INSTRUCTION:
Reproduce every line from the start of the records down to the line containing "[612, 119, 837, 819]", raising each bounding-box coordinate in the answers by 56. Leave out the pictures.
━━━━━ DATA SUPPLIED
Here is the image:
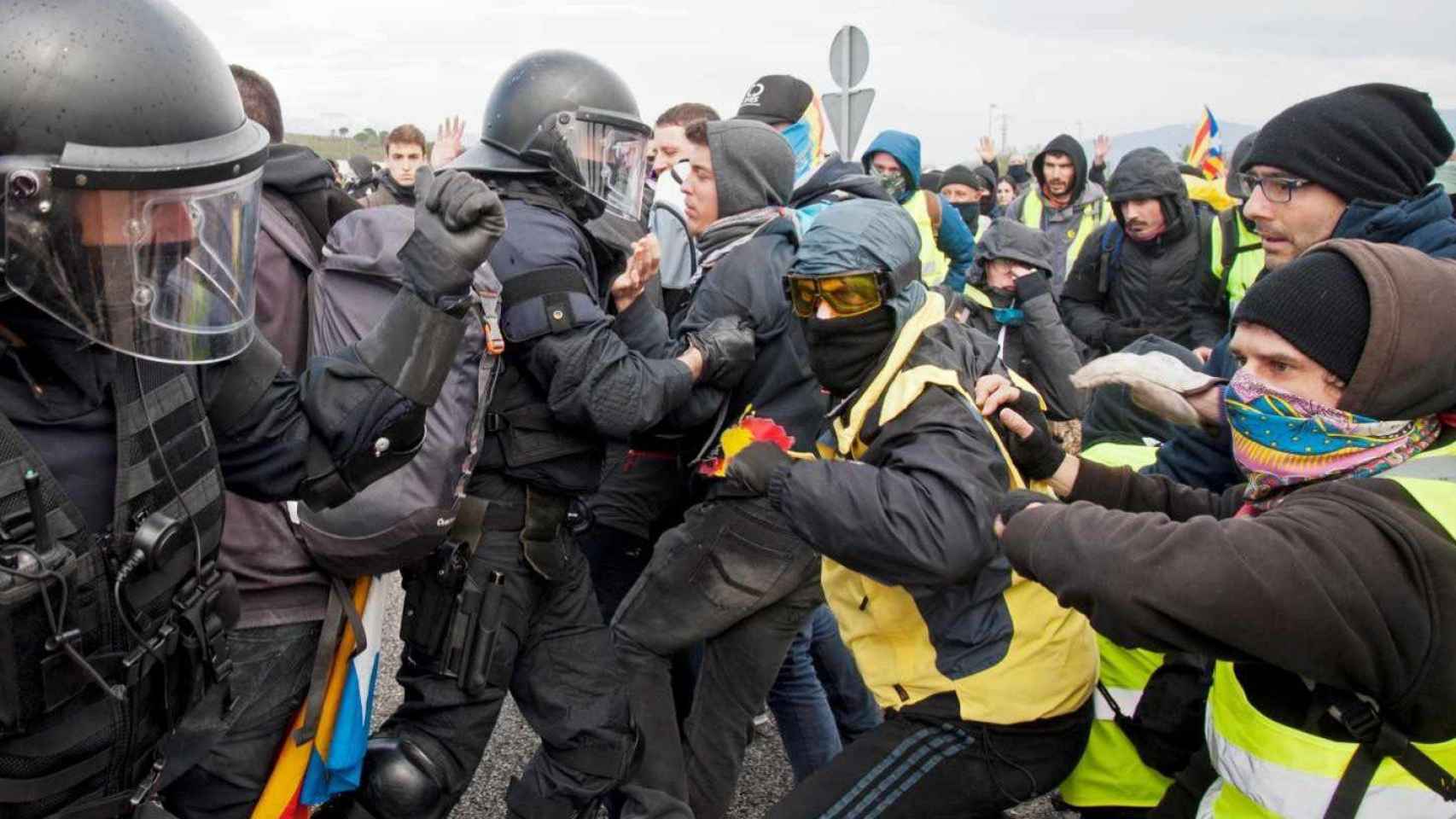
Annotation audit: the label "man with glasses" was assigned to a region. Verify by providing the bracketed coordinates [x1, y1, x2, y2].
[726, 200, 1097, 819]
[612, 119, 837, 819]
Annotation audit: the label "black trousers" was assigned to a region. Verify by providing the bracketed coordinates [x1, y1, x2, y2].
[379, 531, 637, 817]
[165, 623, 320, 819]
[769, 698, 1092, 819]
[612, 497, 824, 819]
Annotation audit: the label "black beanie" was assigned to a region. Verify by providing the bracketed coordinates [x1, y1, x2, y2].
[1233, 250, 1370, 382]
[1238, 83, 1452, 205]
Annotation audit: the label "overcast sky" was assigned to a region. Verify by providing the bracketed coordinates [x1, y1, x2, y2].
[193, 0, 1456, 165]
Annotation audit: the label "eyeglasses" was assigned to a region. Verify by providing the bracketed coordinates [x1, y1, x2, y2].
[1239, 173, 1309, 205]
[783, 270, 889, 318]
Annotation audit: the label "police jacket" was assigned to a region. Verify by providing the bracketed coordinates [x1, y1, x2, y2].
[476, 189, 693, 495]
[617, 218, 827, 462]
[769, 284, 1097, 724]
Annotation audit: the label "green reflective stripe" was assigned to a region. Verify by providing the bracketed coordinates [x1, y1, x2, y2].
[1082, 442, 1157, 470]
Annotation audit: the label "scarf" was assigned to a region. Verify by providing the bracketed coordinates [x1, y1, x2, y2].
[1223, 369, 1441, 515]
[689, 206, 786, 287]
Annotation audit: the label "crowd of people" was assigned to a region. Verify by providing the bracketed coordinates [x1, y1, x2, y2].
[0, 0, 1456, 819]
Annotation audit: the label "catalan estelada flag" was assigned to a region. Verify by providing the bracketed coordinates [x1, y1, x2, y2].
[1188, 105, 1223, 179]
[252, 578, 384, 819]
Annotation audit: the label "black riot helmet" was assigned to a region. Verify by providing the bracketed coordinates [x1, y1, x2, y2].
[450, 51, 652, 219]
[0, 0, 268, 363]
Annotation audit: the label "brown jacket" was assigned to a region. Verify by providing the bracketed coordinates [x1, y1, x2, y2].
[1002, 241, 1456, 742]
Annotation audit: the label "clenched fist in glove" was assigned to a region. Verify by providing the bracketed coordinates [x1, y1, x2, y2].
[686, 316, 754, 390]
[399, 166, 505, 310]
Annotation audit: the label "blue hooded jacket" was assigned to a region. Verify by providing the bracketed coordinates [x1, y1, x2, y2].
[1143, 185, 1456, 491]
[859, 131, 976, 293]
━━━━━━━━━━
WRITTEN SOLUTION:
Here is the image:
Annotation audit: the label "man with glasses" was assigned to a region. Verify by providing the bracketed coordinates [x1, y1, x2, y2].
[782, 256, 1153, 875]
[668, 175, 893, 875]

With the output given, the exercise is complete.